*Trecho*:
........

Crítica sobre o filme "Sete Dias com Marilyn":

Rubens Ewald Filho
Sete Dias com Marilyn Por Rubens Ewald Filho
| Data: 26/04/2012

Chega com bastante atraso e depois de já ter sido saboreado por muita gente em versão de download, este último filme importante do Oscar. Para entender a história seria bom que lessem outro artigo meu (nos jornais, eu o estou mandando junto, no blog acho melhor fazer uma ligação para o encontrarem no arquivo). Mas basicamente esta é uma adaptação de dois livros de um inglês que trabalhou como assistente no filme O Príncipe Encantado/The Prince and the Show Girl, de 1957, que era uma produção da própria Marilyn (com o então sócio Milton Greene, que havia sido o sujeito que lhe tirou as fotos peladas, depois desta experiência se separaram) e co-estrelada e dirigida pelo maior ator do mundo na época, o depois Lord Laurence Olivier. Foi um momento complicado de inseguranças, brigas, luta pelo poder que não chegaram a atrapalhar o resultado (o filme hoje raro de se encontrar aqui é bem divertido e algumas cenas chegam a ser reencenadas aqui).

Mas insiste o autor que ele teve, se não um grande romance, uma amizade colorida com Marilyn, simplesmente porque ela a tratava com carinho, paciência e delicadeza. Quem faz o papel é o ruivo e pouco fotogênico, mas bom ator, Eddie Redmayne que tem feito uma bela carreira (ganhou o Tony por Vermelho/Red), esteve em A Outra, Os pilares da Terra, Morte Negra, A Era de Ouro: Elizabeth, O Bom Pastor e o novo Les Misérables.

........

*Extrato de dados*:
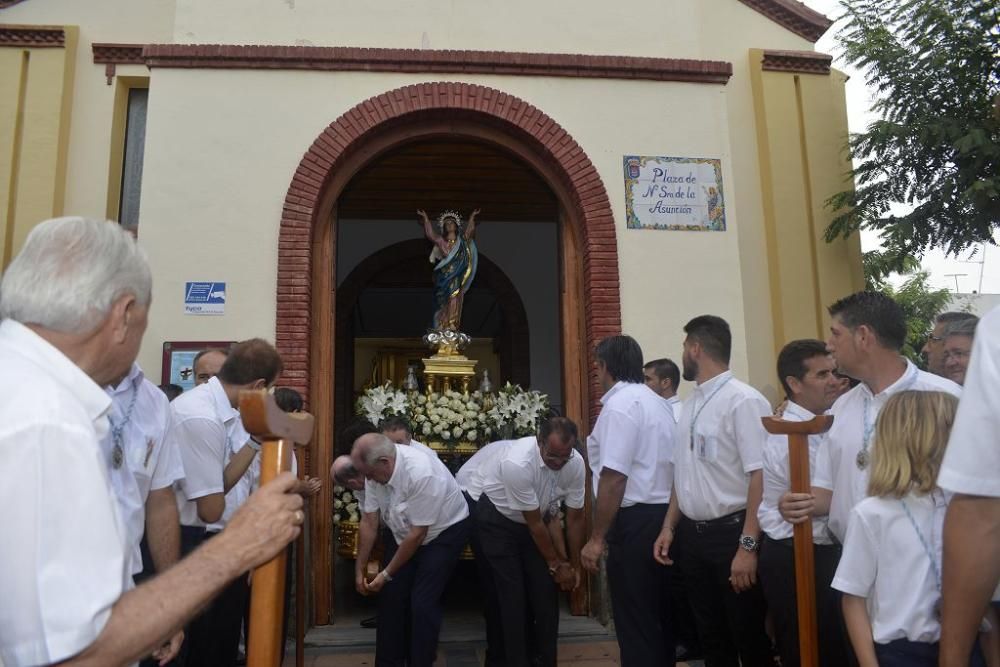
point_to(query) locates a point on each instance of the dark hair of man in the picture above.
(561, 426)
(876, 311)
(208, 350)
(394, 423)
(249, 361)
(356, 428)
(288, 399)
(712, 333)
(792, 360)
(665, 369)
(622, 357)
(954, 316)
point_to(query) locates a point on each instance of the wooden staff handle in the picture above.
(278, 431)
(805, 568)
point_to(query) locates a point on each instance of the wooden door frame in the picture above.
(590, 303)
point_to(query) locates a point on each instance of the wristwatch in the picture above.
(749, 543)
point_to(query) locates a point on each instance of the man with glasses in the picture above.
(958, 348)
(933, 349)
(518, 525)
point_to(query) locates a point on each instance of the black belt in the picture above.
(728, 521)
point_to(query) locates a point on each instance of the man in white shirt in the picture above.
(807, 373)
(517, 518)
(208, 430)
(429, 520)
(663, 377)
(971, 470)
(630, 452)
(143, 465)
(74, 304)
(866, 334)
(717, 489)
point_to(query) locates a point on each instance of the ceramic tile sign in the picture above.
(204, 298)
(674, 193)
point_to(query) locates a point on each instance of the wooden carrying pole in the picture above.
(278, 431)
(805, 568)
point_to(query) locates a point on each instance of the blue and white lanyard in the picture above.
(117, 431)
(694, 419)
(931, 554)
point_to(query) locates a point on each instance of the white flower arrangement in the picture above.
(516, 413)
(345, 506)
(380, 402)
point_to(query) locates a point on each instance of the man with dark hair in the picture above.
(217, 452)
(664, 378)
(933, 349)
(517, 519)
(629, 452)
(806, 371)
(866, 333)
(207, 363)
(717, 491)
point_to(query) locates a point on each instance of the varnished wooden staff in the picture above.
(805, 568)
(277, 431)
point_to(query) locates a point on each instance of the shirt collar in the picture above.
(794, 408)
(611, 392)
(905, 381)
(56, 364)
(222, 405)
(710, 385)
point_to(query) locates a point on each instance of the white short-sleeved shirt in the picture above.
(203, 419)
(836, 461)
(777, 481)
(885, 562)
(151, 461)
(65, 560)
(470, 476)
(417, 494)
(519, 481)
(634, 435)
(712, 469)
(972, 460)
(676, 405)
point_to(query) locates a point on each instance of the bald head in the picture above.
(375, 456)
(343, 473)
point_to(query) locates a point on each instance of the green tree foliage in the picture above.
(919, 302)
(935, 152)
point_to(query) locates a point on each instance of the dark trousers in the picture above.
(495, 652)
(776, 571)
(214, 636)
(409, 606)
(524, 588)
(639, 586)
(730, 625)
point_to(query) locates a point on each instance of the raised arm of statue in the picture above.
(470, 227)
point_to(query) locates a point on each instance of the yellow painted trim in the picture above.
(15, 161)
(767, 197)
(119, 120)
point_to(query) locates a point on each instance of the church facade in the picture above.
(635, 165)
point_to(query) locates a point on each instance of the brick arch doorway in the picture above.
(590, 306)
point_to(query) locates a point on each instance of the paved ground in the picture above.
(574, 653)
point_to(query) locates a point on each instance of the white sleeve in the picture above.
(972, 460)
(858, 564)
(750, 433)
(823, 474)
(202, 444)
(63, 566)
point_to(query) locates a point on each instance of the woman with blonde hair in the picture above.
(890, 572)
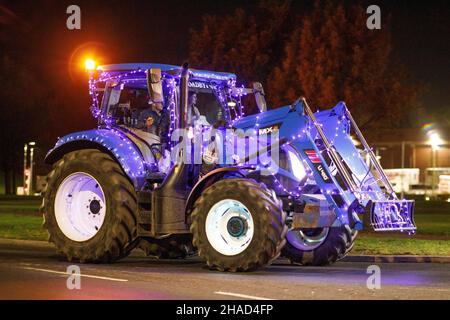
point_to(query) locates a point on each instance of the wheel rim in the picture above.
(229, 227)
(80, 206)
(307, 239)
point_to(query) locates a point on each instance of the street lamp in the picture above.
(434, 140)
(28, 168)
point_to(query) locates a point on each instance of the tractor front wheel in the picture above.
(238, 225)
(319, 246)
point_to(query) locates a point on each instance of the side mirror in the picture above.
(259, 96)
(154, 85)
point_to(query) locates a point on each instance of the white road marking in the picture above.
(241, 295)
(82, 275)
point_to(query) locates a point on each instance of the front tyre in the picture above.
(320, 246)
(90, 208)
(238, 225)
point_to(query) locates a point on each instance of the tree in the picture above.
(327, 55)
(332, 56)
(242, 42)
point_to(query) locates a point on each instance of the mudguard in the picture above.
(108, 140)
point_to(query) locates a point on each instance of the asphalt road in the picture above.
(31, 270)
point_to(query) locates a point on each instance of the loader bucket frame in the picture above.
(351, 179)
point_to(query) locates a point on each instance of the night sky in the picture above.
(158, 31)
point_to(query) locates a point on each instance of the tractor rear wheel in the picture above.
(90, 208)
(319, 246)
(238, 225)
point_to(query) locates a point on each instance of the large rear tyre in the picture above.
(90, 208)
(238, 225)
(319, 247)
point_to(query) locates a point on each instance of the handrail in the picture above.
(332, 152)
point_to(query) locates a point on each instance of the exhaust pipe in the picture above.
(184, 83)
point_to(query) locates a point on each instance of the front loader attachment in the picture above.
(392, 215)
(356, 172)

........

*Tarefa proposta*:
Transcreva fielmente a passagem da crítica do filme que vai de "Mas insiste o" a "novo Les Misérables.".

*Resposta*:
Mas insiste o autor que ele teve, se não um grande romance, uma amizade colorida com Marilyn, simplesmente porque ela a tratava com carinho, paciência e delicadeza. Quem faz o papel é o ruivo e pouco fotogênico, mas bom ator, Eddie Redmayne que tem feito uma bela carreira (ganhou o Tony por Vermelho/Red), esteve em A Outra, Os pilares da Terra, Morte Negra, A Era de Ouro: Elizabeth, O Bom Pastor e o novo Les Misérables.